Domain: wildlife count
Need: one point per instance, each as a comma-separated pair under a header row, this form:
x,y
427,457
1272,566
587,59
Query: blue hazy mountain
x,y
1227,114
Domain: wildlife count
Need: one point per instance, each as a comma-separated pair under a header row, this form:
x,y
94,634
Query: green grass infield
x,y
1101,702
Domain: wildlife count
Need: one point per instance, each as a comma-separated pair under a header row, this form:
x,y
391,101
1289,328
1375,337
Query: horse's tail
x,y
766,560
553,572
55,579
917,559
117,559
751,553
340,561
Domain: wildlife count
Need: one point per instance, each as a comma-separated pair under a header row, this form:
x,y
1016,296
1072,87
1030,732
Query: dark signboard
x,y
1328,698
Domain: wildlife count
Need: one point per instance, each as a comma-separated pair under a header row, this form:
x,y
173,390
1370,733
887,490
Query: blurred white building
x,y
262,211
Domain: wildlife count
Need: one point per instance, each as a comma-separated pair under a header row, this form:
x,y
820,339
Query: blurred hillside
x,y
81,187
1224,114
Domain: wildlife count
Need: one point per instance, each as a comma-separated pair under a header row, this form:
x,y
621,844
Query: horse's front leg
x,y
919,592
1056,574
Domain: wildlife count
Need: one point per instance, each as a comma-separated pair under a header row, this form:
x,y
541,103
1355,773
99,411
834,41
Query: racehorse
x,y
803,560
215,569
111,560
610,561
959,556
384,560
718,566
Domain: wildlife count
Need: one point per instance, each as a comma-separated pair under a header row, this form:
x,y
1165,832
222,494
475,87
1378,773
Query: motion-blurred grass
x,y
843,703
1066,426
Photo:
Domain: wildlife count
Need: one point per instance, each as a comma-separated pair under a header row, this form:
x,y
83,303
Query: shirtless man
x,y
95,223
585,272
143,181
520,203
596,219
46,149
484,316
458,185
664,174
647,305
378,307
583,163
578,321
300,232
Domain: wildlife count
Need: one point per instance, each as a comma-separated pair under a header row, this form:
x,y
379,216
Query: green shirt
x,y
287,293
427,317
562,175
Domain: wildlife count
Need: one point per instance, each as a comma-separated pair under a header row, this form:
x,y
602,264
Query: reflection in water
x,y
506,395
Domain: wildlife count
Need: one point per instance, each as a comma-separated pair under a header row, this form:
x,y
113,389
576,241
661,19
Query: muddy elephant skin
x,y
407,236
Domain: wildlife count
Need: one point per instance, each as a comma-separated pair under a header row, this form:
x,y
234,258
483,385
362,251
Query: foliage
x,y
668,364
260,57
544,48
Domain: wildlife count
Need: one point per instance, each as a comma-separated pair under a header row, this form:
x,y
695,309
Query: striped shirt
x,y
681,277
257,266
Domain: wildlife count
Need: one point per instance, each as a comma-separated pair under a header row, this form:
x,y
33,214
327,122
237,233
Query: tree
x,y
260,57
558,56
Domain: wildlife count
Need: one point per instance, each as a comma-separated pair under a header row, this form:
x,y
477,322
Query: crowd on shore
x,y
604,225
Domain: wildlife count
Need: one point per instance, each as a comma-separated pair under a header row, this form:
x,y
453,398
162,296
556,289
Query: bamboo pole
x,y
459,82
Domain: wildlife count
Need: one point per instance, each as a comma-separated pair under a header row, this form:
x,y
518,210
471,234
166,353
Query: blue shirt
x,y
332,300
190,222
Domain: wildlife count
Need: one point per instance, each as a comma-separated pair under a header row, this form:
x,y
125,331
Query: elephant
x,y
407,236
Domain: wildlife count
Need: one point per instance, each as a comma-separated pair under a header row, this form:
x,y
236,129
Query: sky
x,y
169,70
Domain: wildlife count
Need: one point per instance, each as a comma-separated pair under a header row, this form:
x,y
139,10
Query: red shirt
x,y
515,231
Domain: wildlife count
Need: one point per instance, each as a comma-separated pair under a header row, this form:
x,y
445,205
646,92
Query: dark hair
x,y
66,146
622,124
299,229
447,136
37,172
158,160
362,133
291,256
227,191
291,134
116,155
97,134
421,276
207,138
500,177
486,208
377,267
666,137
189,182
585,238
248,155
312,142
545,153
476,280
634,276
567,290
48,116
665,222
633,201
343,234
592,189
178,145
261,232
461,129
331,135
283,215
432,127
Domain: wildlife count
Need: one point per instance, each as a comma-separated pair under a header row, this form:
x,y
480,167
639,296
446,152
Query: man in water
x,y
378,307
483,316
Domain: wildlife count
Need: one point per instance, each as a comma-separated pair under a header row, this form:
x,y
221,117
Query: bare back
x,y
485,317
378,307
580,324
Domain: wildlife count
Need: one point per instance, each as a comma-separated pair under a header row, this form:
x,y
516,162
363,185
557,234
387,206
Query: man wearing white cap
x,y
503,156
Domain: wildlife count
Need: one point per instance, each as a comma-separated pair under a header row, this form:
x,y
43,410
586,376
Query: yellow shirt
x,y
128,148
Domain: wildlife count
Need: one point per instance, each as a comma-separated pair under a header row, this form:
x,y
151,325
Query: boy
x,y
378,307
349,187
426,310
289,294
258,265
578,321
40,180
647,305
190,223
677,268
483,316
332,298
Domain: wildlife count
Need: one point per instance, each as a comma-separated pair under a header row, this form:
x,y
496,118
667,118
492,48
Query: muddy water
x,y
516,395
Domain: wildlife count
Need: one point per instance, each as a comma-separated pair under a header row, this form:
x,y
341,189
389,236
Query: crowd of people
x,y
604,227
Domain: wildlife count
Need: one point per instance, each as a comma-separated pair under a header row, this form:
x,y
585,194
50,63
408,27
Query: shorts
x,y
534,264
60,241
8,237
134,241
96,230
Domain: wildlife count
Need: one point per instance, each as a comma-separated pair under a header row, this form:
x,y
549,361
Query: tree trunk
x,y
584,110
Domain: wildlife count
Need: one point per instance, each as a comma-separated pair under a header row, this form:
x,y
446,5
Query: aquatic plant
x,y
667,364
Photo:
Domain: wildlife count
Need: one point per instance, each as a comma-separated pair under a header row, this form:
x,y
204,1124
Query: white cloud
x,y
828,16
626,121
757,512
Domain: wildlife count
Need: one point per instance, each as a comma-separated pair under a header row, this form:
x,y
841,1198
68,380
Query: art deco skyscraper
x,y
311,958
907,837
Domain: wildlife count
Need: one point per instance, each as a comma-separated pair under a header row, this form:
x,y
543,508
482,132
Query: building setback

* * * * *

What is being asked: Every record should be repeated exactly; please leave none out.

The reply:
Domain: wildlife count
Need: one point per instance, each as a comma-separated pair under a header row, this form:
x,y
427,457
1272,566
587,59
Query: blue hazy mountain
x,y
1227,114
Domain: wildlife count
Need: one point per instance, each as a comma-separated pair under a header row, this form:
x,y
94,634
Query: green grass infield
x,y
1101,702
Domain: wildlife count
Need: one point per instance, each as a comma-separated pair under a header row, this form:
x,y
391,101
1289,328
1375,337
Query: horse's tail
x,y
766,560
553,572
55,579
917,559
117,559
751,553
340,561
Domain: wildlife count
Need: one point per instance, each as a comma-separated pair under a header row, this form:
x,y
1016,296
1072,87
1030,732
Query: dark signboard
x,y
1328,698
Domain: wildlife count
Need: one point per instance, each as a comma-separated pair under a header row, this form:
x,y
173,390
1370,733
887,490
Query: blurred white building
x,y
262,211
Domain: wildlife count
Need: one point per instance, each as a comma-separated pair under a header row, this form:
x,y
820,339
Query: blurred hillside
x,y
81,187
1224,114
Domain: wildlife count
Need: one point per instance, each as a comma-separated pair under a header row, this form:
x,y
621,844
Query: horse's front leg
x,y
919,592
1056,574
Domain: wildlife count
Need: one point per instance, each as a comma-separated pair under a header row, this form:
x,y
541,103
1355,773
99,411
834,41
Query: racehorse
x,y
803,560
215,569
111,560
610,561
959,556
384,560
718,566
Domain: wildlife count
Need: one point per instance, each as a comma-separated pair under a header row, this form:
x,y
1165,832
222,494
475,87
1378,773
Query: motion-blurred grass
x,y
843,703
1066,426
Photo:
Domain: wildlife count
Need: one point per instance, each as a comma-separated pair under a header row, this form:
x,y
83,303
Query: shirtless man
x,y
95,223
585,272
143,181
520,203
596,219
46,149
484,316
458,185
664,174
647,305
378,307
583,163
578,321
300,232
Domain: wildlife count
Need: one point per instance, each as a comma-separated pair under a header row, this form:
x,y
379,216
Query: green shirt
x,y
287,293
427,317
562,175
Domain: wildlife count
Need: one point per instance, each as a comma-separated pair under a header row, this form:
x,y
602,264
Query: reflection in water
x,y
506,395
Domain: wildlife count
Need: one point per instance, each as a comma-separated pair under a header row, this form:
x,y
113,389
576,241
661,19
Query: muddy elephant skin
x,y
407,236
Domain: wildlife count
Need: one point per instance, each as a comma-separated pair under a header row, this form:
x,y
234,258
483,385
362,251
Query: foliage
x,y
668,364
260,57
544,48
Domain: wildlife count
Need: one point per instance, each as a comma-separated pair under a header row, this form:
x,y
695,309
Query: striped shirt
x,y
681,277
257,266
Domain: wildlife count
Need: one point per instance, each as a comma-separated pair under a header row, this form:
x,y
33,214
327,122
237,233
Query: tree
x,y
260,57
558,56
Domain: wildlife count
Need: one point per instance, each as a comma-separated pair under a header row, this form:
x,y
477,322
Query: crowd on shore
x,y
604,225
Domain: wildlife count
Need: one point per instance, each as a comma-separated pair under a header row, this form:
x,y
453,398
162,296
556,289
Query: bamboo pole
x,y
459,82
Domain: wildlife count
Need: one point per instance, each as a comma-separated pair under a header row, this form:
x,y
518,210
471,234
166,353
Query: blue shirt
x,y
332,300
190,222
Domain: wildlife count
Need: one point per instance, each as a comma-separated pair under a header row, this form:
x,y
125,331
Query: elephant
x,y
407,236
Domain: wildlife count
Need: one point per instance, each as a comma-separated pair under a header row, this form:
x,y
236,129
Query: sky
x,y
169,70
Domain: wildlife count
Need: one point per instance, each as a comma-separated pair under a header row, this form:
x,y
139,10
Query: red shirt
x,y
515,231
Domain: wildlife count
Need: one point per instance, each as a comma-separated pair under a header row, this form:
x,y
445,205
646,92
Query: dark hair
x,y
66,146
622,124
299,229
447,136
37,172
158,160
362,133
291,256
227,191
291,134
116,155
97,134
421,276
207,138
500,177
486,208
377,267
666,137
189,182
585,238
248,155
312,142
545,153
476,280
634,276
567,290
48,116
665,222
633,201
343,234
592,189
178,145
261,232
461,129
331,135
283,215
432,127
Domain: wildlife count
Need: one point per instance, each as a comma-separated pair under a header row, this form:
x,y
480,167
639,296
446,152
Query: man in water
x,y
378,307
483,316
Domain: wildlife count
Need: one point per instance, each as a comma-separated pair under a header row, this form:
x,y
221,117
Query: bare back
x,y
485,317
378,307
580,324
Domain: wildlife count
Need: one point per instance, each as a comma-separated pair under a header row, this form:
x,y
516,162
363,185
557,234
387,206
Query: man wearing white cap
x,y
503,156
Domain: wildlife count
Need: one point per instance, each as a comma-separated pair under a header row, this form:
x,y
43,410
586,376
Query: yellow shirt
x,y
128,148
Domain: wildlife count
Need: one point per instance, each as a comma-separated pair under a header row, this form:
x,y
151,325
Query: boy
x,y
378,307
349,187
426,310
289,294
258,265
578,321
40,180
647,305
190,223
677,268
483,316
332,298
Domain: wildlife count
Need: one point per instance, each as a comma-separated pair under a header row, this form:
x,y
496,118
667,118
492,48
Query: muddy water
x,y
516,395
Domain: wildlife count
Need: one point per instance, each as a comma-separated pair under a header row, this form:
x,y
341,189
389,236
Query: crowd of people
x,y
604,227
Domain: wildlife count
Need: one point per instance, each as a comma-separated pair under a header row, this form:
x,y
585,194
50,63
408,27
Query: shorts
x,y
534,264
60,241
8,237
134,241
96,230
Domain: wildlife count
Need: one point per instance, each as a comma-separated pair under a header row, this form:
x,y
549,361
Query: tree trunk
x,y
584,110
Domain: wildlife count
Need: one point per instance, each as a comma-separated pair under a header row, this form:
x,y
446,5
Query: aquatic plant
x,y
667,364
Photo:
Domain: wildlife count
Need: one point per instance, each as a comma-separated pair under a header row, this form:
x,y
204,1124
Query: white cloud
x,y
828,16
626,121
757,512
Domain: wildlife count
Need: one point per instance, each as a comma-separated pair under a header row, this form:
x,y
841,1198
68,380
Query: art deco skyscraper
x,y
311,958
907,837
Domain: wildlife count
Need: one point per instance, each as a comma-separated pair under a header row, this form:
x,y
543,508
482,132
Query: building setback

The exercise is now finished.